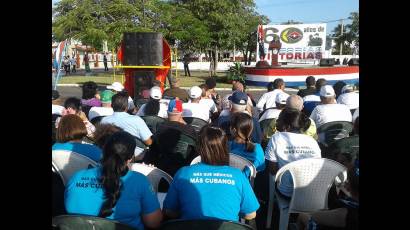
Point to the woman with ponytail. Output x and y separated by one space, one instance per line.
289 144
241 130
113 191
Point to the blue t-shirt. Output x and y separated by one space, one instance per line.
257 157
84 195
130 123
88 150
204 191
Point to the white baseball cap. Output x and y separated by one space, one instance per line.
281 98
116 86
155 93
327 91
195 92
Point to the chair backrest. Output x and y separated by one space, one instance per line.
67 163
154 174
153 122
204 225
195 122
74 222
312 179
332 131
236 162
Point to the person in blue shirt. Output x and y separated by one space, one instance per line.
113 191
70 132
211 189
241 130
130 123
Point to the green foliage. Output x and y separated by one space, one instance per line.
236 72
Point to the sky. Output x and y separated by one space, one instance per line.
307 11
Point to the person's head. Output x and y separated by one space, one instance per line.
212 146
119 102
103 132
238 86
72 105
195 94
175 110
116 86
241 129
239 101
327 94
338 86
205 90
278 83
117 154
310 81
270 87
281 99
89 90
106 97
319 83
294 102
70 128
292 120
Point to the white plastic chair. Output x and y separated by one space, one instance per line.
236 162
312 179
154 174
66 163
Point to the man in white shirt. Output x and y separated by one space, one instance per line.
329 110
280 105
105 109
267 100
194 108
349 97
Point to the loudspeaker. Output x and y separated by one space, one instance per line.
143 82
353 62
327 62
142 49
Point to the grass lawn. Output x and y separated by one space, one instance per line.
197 78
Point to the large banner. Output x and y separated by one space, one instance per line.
300 42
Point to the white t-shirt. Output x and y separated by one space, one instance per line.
209 103
195 110
268 99
57 109
350 99
161 113
270 113
330 112
99 111
286 147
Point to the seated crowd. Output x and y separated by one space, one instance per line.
176 126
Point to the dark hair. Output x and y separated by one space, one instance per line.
338 86
310 81
151 108
74 103
210 82
119 102
270 86
292 120
103 132
213 146
242 126
71 127
277 83
89 90
319 83
118 149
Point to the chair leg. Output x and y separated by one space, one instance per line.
271 199
284 219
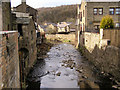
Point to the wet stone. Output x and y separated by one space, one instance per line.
58 74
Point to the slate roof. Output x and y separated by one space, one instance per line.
102 0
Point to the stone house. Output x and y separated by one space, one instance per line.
5 15
27 42
9 60
91 12
23 7
63 27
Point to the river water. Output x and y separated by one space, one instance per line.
64 67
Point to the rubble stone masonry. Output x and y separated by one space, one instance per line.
9 60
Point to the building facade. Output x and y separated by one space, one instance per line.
23 7
27 42
5 15
9 60
91 13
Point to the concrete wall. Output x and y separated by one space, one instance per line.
113 35
9 61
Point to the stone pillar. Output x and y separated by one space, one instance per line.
1 16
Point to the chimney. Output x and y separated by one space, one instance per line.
24 1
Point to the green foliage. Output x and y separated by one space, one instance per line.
107 22
57 14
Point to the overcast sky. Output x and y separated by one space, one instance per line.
45 3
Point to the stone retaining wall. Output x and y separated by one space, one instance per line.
62 37
9 61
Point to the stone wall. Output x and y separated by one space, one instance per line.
27 9
62 37
9 60
104 57
27 49
0 16
113 35
6 15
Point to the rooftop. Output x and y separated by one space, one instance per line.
7 32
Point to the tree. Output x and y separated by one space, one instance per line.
107 22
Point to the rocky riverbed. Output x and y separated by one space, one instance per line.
64 67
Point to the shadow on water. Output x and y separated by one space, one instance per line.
35 73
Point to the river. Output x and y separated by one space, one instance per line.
63 67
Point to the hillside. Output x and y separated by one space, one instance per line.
57 14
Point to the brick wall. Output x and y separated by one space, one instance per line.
9 60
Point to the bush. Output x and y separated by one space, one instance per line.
107 22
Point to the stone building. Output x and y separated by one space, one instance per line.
27 42
91 12
5 15
23 7
9 60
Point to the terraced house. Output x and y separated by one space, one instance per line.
9 59
91 12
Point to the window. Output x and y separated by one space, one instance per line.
117 25
100 11
111 11
97 27
117 11
95 11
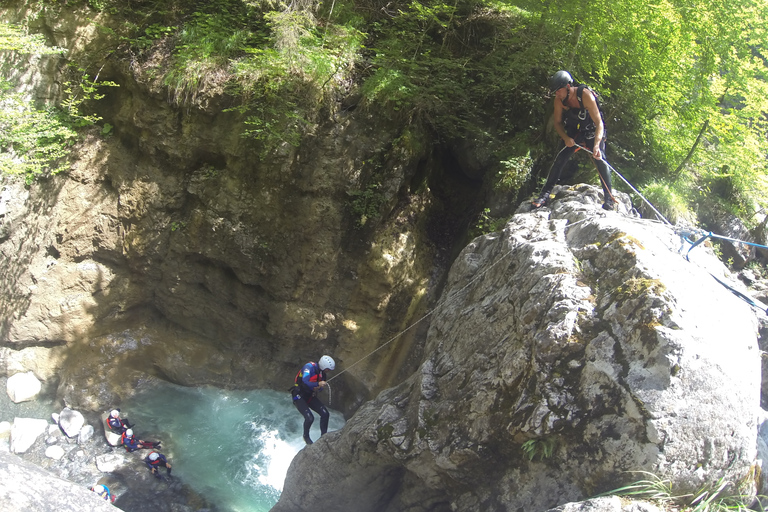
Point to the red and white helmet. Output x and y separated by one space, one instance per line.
327 363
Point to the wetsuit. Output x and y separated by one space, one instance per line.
304 399
106 494
155 465
581 128
131 443
118 425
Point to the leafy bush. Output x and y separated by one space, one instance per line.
32 141
670 202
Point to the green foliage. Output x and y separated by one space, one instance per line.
32 141
487 224
543 448
514 174
365 204
721 496
671 202
15 38
80 90
682 81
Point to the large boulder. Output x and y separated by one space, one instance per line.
22 387
24 433
25 487
71 421
570 349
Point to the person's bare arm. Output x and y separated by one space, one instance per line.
594 112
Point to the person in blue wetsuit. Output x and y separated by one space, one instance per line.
103 491
310 380
116 423
133 443
579 122
155 461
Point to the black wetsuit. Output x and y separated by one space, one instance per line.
303 392
581 128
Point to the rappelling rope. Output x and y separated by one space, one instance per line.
685 233
630 186
428 313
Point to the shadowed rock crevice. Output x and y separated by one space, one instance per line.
546 381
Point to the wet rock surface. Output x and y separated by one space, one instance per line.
64 468
571 348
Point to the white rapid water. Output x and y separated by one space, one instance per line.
234 447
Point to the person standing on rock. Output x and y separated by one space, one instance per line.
155 461
310 380
116 423
579 122
133 443
103 491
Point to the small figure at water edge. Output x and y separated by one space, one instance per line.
155 461
310 380
116 423
133 443
103 491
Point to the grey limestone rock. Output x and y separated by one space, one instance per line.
71 421
25 487
572 348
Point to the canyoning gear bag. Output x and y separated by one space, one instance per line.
579 121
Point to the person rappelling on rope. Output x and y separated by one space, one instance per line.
310 380
579 122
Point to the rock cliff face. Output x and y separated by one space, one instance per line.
178 248
572 347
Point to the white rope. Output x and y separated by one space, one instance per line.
428 313
630 186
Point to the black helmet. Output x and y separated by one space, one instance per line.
558 80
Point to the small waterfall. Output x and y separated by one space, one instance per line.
234 447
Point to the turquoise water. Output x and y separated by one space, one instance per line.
234 447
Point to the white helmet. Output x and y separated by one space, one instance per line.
327 363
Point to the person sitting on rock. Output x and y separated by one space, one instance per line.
116 423
309 381
133 443
103 491
155 461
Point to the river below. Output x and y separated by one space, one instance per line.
233 447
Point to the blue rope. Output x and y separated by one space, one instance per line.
712 235
749 300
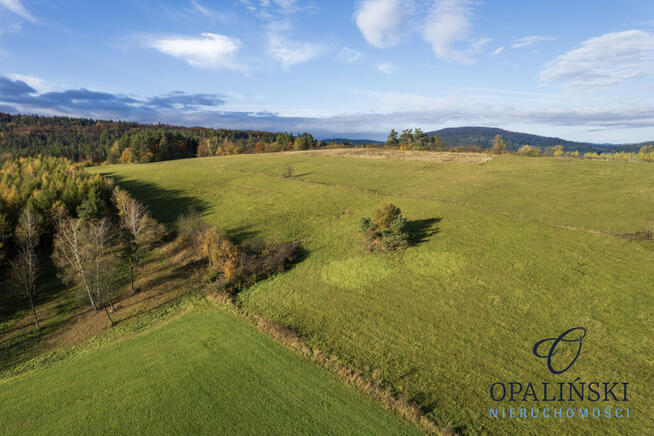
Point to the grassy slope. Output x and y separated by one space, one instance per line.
445 319
203 373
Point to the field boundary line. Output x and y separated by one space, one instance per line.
289 339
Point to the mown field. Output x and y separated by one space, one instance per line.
509 252
205 372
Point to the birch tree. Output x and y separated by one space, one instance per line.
71 255
25 265
136 222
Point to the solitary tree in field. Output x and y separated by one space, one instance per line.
101 259
71 253
25 266
392 140
136 222
498 145
436 143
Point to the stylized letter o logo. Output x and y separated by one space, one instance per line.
552 350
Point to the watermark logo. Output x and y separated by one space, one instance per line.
575 334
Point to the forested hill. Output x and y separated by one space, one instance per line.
483 137
82 139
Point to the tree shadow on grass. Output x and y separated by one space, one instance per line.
166 205
421 230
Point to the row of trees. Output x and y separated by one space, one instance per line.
231 265
418 140
114 142
646 153
411 139
89 227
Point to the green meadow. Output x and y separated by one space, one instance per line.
506 253
205 372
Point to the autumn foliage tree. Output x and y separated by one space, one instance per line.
137 226
386 230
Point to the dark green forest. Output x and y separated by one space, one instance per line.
483 137
81 139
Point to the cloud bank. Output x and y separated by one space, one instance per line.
401 110
603 61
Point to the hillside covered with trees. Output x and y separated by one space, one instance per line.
483 137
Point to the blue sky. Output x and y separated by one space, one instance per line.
581 70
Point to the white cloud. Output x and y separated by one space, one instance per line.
201 9
37 83
17 7
289 53
386 67
498 50
531 40
448 22
606 60
348 55
209 51
380 22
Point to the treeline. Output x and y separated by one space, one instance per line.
411 139
79 139
483 138
646 153
51 208
54 212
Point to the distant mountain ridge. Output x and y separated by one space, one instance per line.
483 137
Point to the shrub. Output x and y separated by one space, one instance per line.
529 150
288 172
386 230
236 266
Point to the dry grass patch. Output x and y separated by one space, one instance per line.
394 154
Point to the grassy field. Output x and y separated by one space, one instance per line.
205 372
511 251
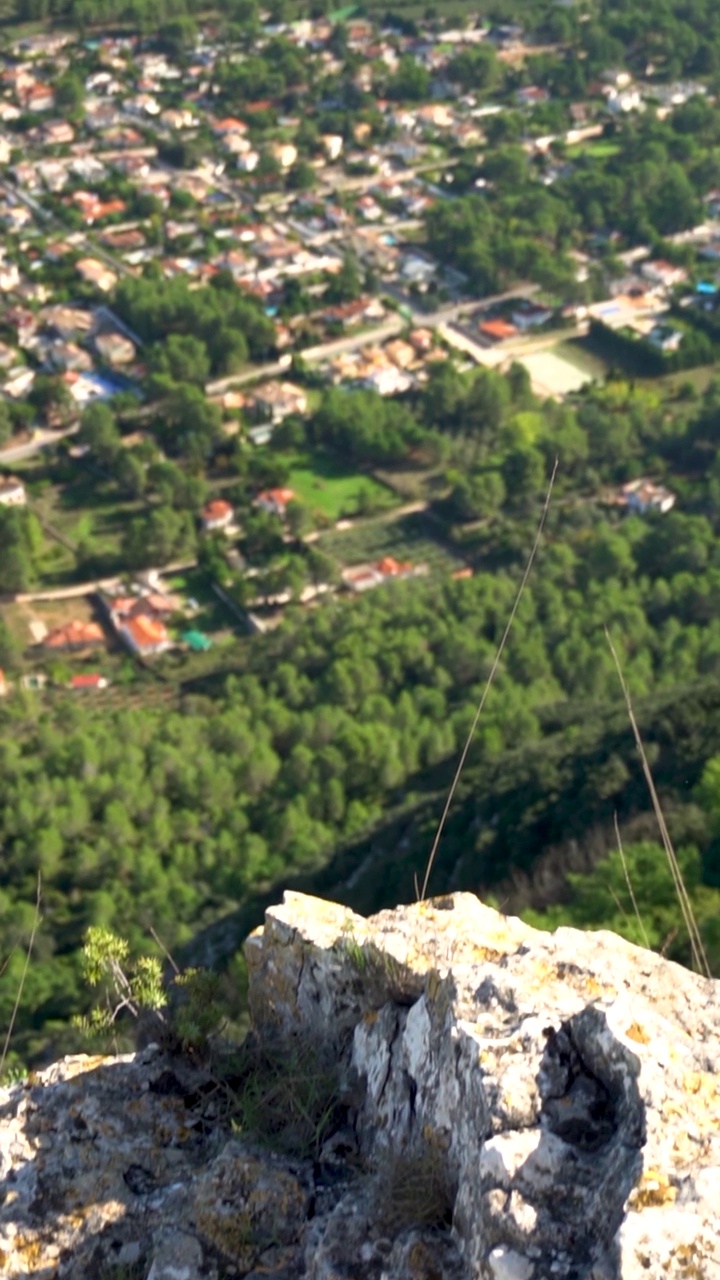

- [Instructions to follow]:
From the line holding "Point to the grassy field." through the last line of the material above, each line should be written out exactly, both included; omit the pictures.

- [Response to this exercise]:
Point to the grassy field. Output x and y separated by one space, one instance per line.
205 372
511 251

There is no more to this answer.